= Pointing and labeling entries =
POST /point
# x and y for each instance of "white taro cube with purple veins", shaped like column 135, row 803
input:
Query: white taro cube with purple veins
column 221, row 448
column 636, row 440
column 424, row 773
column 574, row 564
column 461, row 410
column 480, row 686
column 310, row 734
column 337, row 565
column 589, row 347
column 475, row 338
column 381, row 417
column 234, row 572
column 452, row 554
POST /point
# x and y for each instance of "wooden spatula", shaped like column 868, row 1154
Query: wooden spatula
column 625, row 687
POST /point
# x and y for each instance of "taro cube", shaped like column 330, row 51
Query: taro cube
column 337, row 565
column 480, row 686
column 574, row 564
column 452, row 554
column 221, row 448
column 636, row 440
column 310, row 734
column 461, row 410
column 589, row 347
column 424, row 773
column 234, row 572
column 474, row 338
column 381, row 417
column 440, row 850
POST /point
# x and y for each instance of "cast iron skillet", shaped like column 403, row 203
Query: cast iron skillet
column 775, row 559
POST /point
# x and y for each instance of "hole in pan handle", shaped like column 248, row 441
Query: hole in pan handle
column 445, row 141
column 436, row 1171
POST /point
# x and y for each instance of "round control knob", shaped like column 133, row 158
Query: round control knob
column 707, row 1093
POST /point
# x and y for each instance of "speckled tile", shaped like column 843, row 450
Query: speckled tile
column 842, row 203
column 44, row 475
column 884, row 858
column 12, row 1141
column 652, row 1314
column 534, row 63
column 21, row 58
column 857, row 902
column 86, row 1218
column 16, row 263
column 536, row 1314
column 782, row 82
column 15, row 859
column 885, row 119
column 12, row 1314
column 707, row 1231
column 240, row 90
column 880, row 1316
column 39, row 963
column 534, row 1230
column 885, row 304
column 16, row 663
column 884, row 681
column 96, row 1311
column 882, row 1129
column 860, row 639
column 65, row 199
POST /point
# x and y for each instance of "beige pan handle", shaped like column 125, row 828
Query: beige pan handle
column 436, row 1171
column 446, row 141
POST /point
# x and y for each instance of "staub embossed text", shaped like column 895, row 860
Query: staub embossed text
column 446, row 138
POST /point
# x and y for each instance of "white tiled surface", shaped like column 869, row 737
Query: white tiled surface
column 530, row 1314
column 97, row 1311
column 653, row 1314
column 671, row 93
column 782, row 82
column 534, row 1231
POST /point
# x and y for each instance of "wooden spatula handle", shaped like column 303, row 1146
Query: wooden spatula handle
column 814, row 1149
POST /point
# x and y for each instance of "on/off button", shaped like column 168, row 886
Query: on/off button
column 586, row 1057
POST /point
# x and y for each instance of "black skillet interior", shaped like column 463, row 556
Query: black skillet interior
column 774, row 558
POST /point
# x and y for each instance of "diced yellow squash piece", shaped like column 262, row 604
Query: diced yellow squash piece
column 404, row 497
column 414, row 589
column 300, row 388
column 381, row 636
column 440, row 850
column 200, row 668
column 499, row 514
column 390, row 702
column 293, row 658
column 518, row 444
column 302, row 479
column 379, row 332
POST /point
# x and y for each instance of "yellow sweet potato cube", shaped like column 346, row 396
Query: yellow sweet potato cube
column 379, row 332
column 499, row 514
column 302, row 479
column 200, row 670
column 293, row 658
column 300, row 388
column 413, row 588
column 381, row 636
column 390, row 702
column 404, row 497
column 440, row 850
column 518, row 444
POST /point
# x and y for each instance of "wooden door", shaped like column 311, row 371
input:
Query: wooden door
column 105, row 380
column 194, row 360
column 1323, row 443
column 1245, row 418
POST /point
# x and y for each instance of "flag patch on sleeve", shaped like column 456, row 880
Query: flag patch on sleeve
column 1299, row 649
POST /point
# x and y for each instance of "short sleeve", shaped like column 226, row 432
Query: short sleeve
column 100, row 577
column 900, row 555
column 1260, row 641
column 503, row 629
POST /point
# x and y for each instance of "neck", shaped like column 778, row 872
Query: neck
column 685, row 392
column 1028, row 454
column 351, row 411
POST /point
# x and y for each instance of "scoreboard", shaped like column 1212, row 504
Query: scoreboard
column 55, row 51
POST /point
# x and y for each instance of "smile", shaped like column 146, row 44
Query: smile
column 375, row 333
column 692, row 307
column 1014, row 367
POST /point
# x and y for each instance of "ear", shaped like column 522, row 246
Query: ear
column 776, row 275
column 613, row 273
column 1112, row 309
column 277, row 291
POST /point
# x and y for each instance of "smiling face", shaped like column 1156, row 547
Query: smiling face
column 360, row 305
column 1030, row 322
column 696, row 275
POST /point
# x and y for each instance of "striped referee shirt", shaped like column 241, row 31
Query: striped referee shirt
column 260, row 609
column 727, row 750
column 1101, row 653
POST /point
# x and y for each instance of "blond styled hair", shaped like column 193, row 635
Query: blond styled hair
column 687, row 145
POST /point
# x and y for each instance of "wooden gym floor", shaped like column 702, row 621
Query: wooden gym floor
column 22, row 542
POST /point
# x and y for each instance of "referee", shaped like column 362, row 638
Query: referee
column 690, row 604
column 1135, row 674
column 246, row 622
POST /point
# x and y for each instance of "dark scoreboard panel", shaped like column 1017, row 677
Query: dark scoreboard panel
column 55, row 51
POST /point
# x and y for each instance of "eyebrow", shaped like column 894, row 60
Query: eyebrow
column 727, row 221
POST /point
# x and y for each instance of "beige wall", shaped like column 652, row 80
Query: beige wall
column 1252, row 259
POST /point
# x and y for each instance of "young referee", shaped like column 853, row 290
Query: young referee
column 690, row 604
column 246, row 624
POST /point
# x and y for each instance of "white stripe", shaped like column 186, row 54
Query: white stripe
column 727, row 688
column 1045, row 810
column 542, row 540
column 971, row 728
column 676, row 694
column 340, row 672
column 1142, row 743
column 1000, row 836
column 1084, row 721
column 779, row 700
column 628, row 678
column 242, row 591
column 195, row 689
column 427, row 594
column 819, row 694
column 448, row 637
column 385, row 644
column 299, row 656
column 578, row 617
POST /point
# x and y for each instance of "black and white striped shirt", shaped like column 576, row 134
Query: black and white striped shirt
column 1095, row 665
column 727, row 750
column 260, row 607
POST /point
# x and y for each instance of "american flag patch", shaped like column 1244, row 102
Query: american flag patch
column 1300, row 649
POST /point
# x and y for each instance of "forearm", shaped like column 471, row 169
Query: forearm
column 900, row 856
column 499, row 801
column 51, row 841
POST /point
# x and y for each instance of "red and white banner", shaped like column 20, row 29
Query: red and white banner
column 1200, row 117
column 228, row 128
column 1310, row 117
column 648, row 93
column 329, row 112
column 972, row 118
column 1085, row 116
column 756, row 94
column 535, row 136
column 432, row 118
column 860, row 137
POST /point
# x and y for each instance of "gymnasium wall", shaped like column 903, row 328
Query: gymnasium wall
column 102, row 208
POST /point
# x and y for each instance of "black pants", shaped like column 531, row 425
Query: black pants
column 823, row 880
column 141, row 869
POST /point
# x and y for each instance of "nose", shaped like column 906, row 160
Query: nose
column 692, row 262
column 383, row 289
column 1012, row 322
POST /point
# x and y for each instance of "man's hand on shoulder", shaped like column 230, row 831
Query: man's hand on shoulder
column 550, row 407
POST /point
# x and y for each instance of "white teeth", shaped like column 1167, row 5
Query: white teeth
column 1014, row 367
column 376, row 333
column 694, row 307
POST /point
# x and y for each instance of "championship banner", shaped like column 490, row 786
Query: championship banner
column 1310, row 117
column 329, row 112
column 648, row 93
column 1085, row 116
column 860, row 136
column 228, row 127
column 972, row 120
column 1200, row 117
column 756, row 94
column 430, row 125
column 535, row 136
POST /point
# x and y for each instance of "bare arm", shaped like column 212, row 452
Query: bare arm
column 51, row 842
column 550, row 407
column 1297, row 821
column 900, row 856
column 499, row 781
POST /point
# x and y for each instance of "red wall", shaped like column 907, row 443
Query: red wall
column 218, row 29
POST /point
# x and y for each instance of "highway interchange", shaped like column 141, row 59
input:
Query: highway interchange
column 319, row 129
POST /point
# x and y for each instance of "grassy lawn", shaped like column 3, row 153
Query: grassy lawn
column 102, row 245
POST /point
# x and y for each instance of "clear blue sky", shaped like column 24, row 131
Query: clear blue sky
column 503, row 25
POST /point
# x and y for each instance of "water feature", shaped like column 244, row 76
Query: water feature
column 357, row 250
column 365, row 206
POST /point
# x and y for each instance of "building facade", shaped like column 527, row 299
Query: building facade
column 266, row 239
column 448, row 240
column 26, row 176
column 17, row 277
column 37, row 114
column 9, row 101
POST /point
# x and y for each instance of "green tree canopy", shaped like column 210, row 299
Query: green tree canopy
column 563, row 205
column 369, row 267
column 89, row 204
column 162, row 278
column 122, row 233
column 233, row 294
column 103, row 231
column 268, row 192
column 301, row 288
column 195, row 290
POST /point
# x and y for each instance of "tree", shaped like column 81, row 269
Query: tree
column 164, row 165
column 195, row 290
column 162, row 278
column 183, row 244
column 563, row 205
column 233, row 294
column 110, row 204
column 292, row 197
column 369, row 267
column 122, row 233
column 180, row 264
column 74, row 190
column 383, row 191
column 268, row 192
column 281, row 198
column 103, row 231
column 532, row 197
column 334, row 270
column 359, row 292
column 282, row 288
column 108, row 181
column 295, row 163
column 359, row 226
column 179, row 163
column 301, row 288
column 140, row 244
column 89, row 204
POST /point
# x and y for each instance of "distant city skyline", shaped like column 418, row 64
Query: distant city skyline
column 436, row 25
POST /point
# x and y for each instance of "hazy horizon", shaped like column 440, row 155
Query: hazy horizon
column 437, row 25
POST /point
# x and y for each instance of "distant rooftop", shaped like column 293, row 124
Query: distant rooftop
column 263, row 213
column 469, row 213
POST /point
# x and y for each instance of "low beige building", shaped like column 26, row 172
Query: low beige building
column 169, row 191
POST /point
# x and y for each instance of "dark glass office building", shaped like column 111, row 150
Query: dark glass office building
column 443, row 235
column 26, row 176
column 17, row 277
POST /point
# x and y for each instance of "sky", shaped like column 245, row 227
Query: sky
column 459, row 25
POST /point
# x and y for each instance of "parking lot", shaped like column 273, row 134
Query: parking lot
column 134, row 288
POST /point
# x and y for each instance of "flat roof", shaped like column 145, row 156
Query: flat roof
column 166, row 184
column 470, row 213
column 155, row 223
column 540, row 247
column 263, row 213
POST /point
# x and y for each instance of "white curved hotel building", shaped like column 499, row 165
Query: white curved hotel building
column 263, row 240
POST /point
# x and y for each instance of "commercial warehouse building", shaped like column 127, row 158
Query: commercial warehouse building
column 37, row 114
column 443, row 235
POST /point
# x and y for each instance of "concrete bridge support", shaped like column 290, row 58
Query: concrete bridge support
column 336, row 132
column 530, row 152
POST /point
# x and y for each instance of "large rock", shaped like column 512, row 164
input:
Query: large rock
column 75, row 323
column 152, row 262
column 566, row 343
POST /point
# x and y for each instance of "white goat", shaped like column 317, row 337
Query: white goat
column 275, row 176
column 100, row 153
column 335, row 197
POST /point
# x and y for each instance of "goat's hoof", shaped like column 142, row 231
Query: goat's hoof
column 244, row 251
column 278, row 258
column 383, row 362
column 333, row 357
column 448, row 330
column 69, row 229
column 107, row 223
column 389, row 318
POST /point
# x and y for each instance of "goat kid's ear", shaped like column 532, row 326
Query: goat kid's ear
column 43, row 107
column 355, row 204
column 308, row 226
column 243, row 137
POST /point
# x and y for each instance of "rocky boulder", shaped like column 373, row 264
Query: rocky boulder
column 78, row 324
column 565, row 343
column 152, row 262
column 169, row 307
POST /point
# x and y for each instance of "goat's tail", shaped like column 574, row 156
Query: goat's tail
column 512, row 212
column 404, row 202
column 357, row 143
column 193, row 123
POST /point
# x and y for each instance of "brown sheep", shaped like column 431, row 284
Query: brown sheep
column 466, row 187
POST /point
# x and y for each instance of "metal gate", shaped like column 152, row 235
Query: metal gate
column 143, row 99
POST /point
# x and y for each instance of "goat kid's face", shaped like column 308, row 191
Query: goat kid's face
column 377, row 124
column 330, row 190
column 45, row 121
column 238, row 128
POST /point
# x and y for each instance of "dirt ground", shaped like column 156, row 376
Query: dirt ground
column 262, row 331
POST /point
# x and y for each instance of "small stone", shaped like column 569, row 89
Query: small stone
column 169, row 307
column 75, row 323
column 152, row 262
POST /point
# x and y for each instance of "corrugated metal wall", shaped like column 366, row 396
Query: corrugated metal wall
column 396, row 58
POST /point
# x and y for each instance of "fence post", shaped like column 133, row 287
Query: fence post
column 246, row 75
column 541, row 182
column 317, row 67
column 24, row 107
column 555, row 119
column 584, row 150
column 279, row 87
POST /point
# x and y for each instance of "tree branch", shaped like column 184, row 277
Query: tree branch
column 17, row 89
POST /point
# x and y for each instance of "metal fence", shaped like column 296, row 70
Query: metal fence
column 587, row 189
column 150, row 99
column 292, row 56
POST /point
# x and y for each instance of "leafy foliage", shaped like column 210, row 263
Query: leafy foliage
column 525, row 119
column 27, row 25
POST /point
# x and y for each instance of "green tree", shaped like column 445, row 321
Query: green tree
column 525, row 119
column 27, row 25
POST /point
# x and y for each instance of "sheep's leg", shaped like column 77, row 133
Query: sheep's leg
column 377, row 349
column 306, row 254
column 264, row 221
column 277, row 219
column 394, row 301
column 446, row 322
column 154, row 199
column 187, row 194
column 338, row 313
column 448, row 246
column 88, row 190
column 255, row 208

= Exercise brief =
Tally the lines in the listing above that contain the string "wooden". Reply with the count alone.

= Answer below =
8